Video Games blamed for gun violence epidemic in US


Jamie Bain

Kayden Harnett, Staff Writer

After the two of the recent mass shootings in El Paso and Dayton, video games have been getting a lot of the blame for causing gun violence.

Multiple political leaders including President Donald Trump have recently pointed at video games as a cause of the nation’s gun violence epidemic. After massacres in El Paso, Texas, and Dayton, Ohio, killed at least 31 people, Trump said “We must stop the glorification of violence in our society” in brief remarks from the White House on Aug. 5.” is includes the gruesome and grisly video games that are now commonplace. It is too easy today for troubled youth to surround themselves with a culture that celebrates violence. We must stop or substantially reduce this and it has to begin immediately,” Trump said.

Texas Lt. Gov. Dan Patrick has also blamed video games as a possible contributing factor that has led to the spate of mass shootings in the United States.

“We’ve always had guns, always had evil, but I see a video game industry that teaches young people to kill,” he said on Fox and Friends on Aug. 4.

These comments received wide condemnation from gun violence researchers and the gaming community. A fact check article by NBC News reported that there is no evidence that violent video games encourage violence in real life. The article cited a 2019 study out of Oxford University, which found no link.

NBC News article quotes a researcher named Andrew Przybylski, who makes this point clear.
“ there’s absolutely no causal evidence that violent video game play leads to aggression in the real world,” said Przybylski, a researcher at Oxford University who has been studying the psychological effects of video games for more than a decade and co-authored that 2019 study.

Earlier this year, Przybylski published his study in the Royal Society Open Science that monitored video game use, as reported by approximately 1,000 British teenagers, and symptoms of aggression, as reported by their parents.

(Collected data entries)
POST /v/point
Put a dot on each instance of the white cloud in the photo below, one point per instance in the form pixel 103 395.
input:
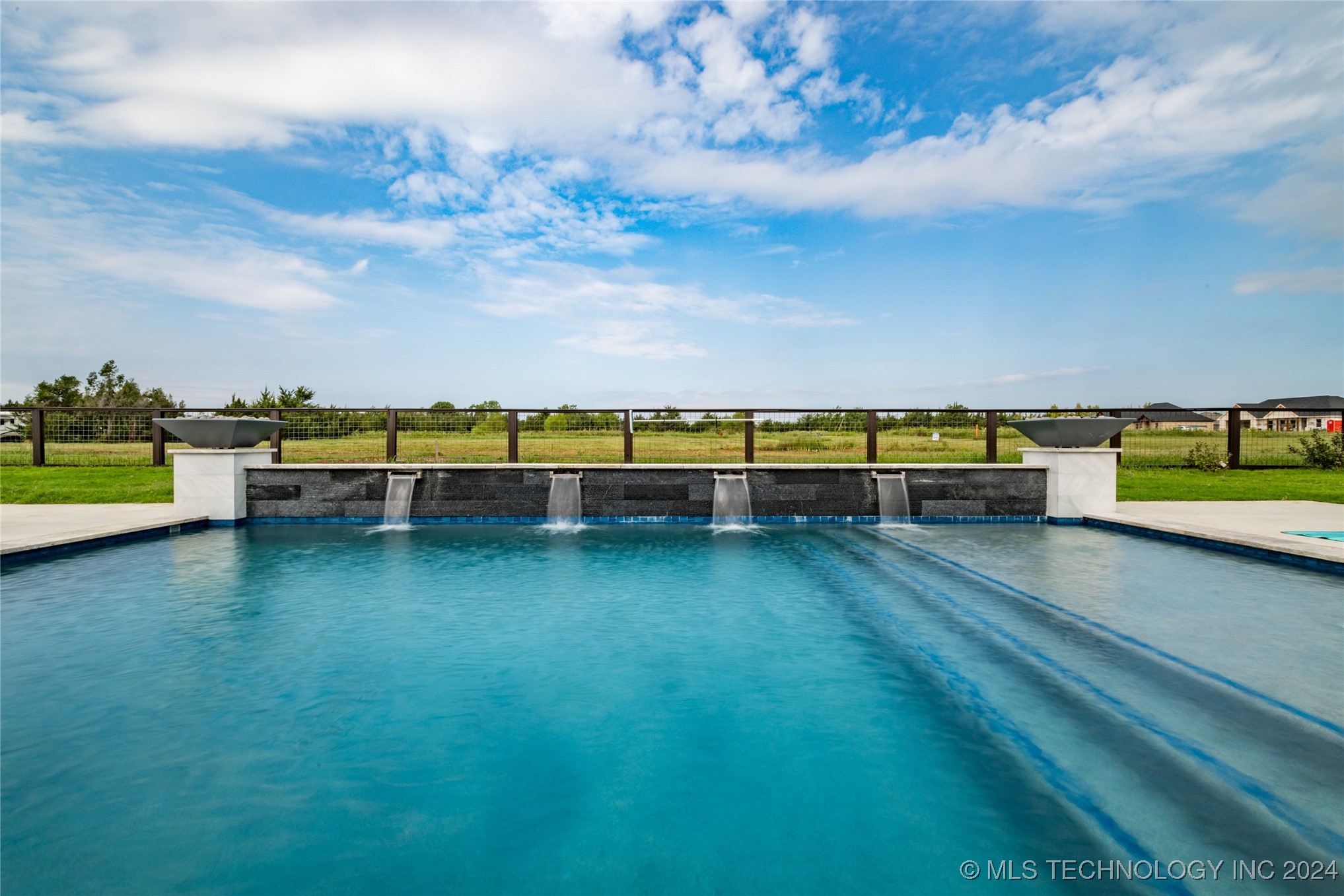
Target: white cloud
pixel 629 339
pixel 579 292
pixel 371 228
pixel 1010 379
pixel 1316 280
pixel 682 102
pixel 249 277
pixel 83 244
pixel 619 312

• Exercise goal
Answer these questions from the article on video games and gun violence:
1. On what date and on which program did Dan Patrick speak about the video game industry?
2. Which university produced the 2019 study cited by NBC News?
3. About how many British teenagers reported their video game use in Przybylski's study?

• Task solution
1. Aug. 4, on Fox and Friends.
2. Oxford University.
3. Approximately 1,000.